I once was on Padre Island during Spring Break and found that it is not exactly the place to prepare a Sunday School lesson. Have you ever been sober among the drunk, old among the young, an outsider among the insiders? If you have, then you know how I felt.
It seemed to me the kids wanted three things:
1. Fun
It appeared to always be somewhere else because they were looking for it frantically. I'd be driving down the road in my family sedan and have cars passing on both sides of me chasing fun. Fun is a phantom. Their laughing was hollow. They were loud, profane, and destructive. Early in the morning the place was covered with beer cans and litter. The fun was expensive. They played the one-upsmanship game of who had the most cash. I got the feeling from some of them that the parents had bribed them to leave home — I could hardly blame them for wanting some space from many of them. The fun atmosphere of spring break was totally hedonistic.
2. Irresponsibility
Three words describe their irresponsible state—drunk, nude, drugged. It was all right for a fellow to go around without his shorts but he had to have a beer can in his hand to be well-dressed. Nudity was the mood, for on the cars there would be all sorts of signs to the women to "get naked". I'm not expert enough in drug behavior, but it was obvious that some people were "spaced out."

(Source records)
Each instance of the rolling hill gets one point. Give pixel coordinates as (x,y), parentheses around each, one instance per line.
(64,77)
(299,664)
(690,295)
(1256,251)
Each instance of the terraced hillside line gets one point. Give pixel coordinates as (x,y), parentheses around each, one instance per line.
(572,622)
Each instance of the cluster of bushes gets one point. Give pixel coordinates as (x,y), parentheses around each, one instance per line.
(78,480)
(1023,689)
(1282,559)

Exercise objective
From the Padre Island passage, extract the part between "I once was on" and "how I felt.", inclusive. The records have no connection to the text.

Reply to the task
I once was on Padre Island during Spring Break and found that it is not exactly the place to prepare a Sunday School lesson. Have you ever been sober among the drunk, old among the young, an outsider among the insiders? If you have, then you know how I felt.